### Extrait du document
──────────

Le climat des affaires devra également être amélioré. Il faut par exemple 160 jours pour créer une entreprise au Congo, alors que cela ne prend que trois jours dans d’autres pays. Ce genre d’indicateurs doit radicalement changer pour permettre au pays de remonter dans le classement Doing Business.

La part du secteur privé (hors pétrole) reste également très faible, l’économie dépendant principalement du secteur pétrolier qui représente 70% du PIB, 90% des exportations et 80% des revenus. L’agriculture représente moins de 10% de l’économie et le pays doit importer 25% de sa nourriture.

Tosolola News : Pourquoi le pays doit-il impérativement diversifier son économie ?

Eustache OUAYORO : La prépondérance de l’industrie pétrolière rend le pays particulièrement vulnérable à une chute des cours du pétrole. De plus, il s’agit d’un secteur capitalistique qui ne crée pas beaucoup d’emplois, le pétrole étant une activité offshore qui a très peu de liens avec l’économie locale. Le Congo doit donc diversifier son économie s’il veut lutter efficacement contre la pauvreté car des secteurs comme l’agriculture (y compris l’agro-alimentaire) sont créateurs d’emplois.

Par ailleurs, l’essentiel des investissements sont réalisés par le gouvernement et il n’existe que peu d’entreprises privées. Il faut donc améliorer le climat des affaires et rendre le pays plus attractif pour que les opérateurs privés s’installent et produisent davantage dans les secteurs manufacturiers, tels que la transformation du bois, le transport et les télécommunications. La Banque mondiale encourage le développement du secteur privé en apportant son soutien à des projets d’infrastructures. Il est en effet difficile de produire sans électricité. Il faut également des routes, des chemins de fer et des infrastructures portuaires afin d’assurer un acheminement des marchandises dans des délais et à des prix raisonnables.

──────────

### Énoncé 1
Répondez aux questions suivantes à partir de l'extrait sur l'économie du Congo.
(a) Combien de jours faut-il pour créer une entreprise au Congo ?
(b) Quelle part des exportations le secteur pétrolier représente-t-il ?
(c) Quelle institution apporte son soutien à des projets d'infrastructures ?
### Énoncé 2
Reproduisez fidèlement le passage de l'extrait sur l'économie du Congo qui va de « La part du secteur » jusqu'à « de sa nourriture. ».
### Énoncé 3
Rédigez la suite de l'extrait sur l'économie du Congo à partir de sa dernière phrase.

### Données fournies
──────────

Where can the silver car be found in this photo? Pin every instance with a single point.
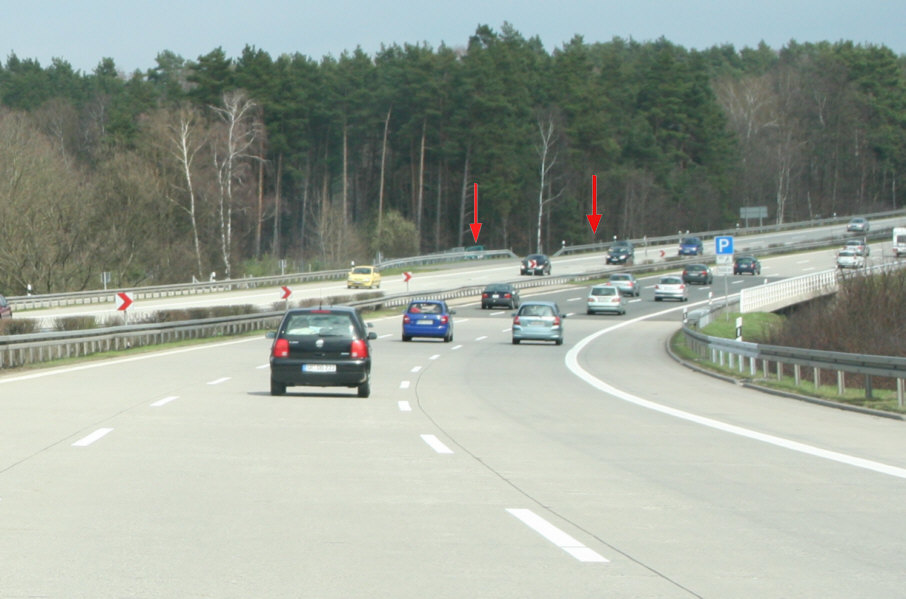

──────────

### Réponse 1
(a) Il faut 160 jours.
(b) Il représente 90 % des exportations.
(c) C'est la Banque mondiale.

### Réponse 2
La part du secteur privé (hors pétrole) reste également très faible, l’économie dépendant principalement du secteur pétrolier qui représente 70% du PIB, 90% des exportations et 80% des revenus. L’agriculture représente moins de 10% de l’économie et le pays doit importer 25% de sa nourriture.

### Réponse 3
De même, à l’heure de la mondialisation, si vous voulez vendre, il faut que vos produits soient moins chers que les autres et de bonne qualité. Vous ne pouvez pas vendre moins cher si les facteurs de production qui sont liés à l’électricité, à l’eau ou aux intrants sont coûteux et de mauvaise qualité. Si vous n’avez pas de personnel qualifié qui sait produire et qui est capable de s’adapter aux nouvelles technologies, vous ne serez pas compétitif. 

Tosolola News : Face à ces nombreux défis, comment la Banque mondiale entend-elle accompagner le Congo ?

Eustache OUAYORO : Depuis la reprise des activités de la Banque mondiale au Congo après la guerre, en 2001, il a d’abord fallu remettre le pays sur les rails. La Banque mondiale a participé activement à la reconstruction du pays et des évolutions positives ont été enregistrées comme les réformes faites dans le secteur des télécommunications, l’industrie forestière et les finances publiques. Il faut maintenant aller plus loin. Dans le cadre du nouveau partenariat entre la Banque mondiale et le Congo, une attention particulière sera portée sur la manière d’utiliser les ressources pétrolières épuisables et de penser à l’après-pétrole.

En résumé, il s’agit d’aider le Congo à utiliser ses ressources, à diversifier son économie et à réduire la pauvreté, parce qu’il n’est pas normal que 50% de la population reste pauvre dans ce pays qui possède autant de ressources financières et humaines et qui a la volonté d’améliorer la vie quotidienne de sa population.


Tosolola News : Quels sont les secteurs à développer en priorité afin que la croissance du Congo soit pleinement effective ?

Eustache OUAYORO : Le secteur des infrastructures est l’un des secteurs prioritaires au Congo parce qu’un pays ne peut pas se développer sans infrastructures. Le gouvernement s’est lancé dans un vaste programme de développement des infrastructures (la production d’électricité et la capacité de production a été multipliée par plus de trois, passant de 172 Mégawatts à près de 600 Mégawatts). Il existe très peu de pays en Afrique qui ont une capacité de production d’électricité supérieure à leurs besoins comme c’est le cas du Congo. Beaucoup de routes se construisent, dont la route Brazzaville-Pointe-Noire (le tronçon entre Pointe-Noire et Dolisie est déjà achevé). Le pays a aussi investi dans les chemins de fer et le port de Pointe-Noire et cherche à améliorer  l’accès à l’eau potable dans les villes de Brazzaville et de Pointe-Noire en particulier.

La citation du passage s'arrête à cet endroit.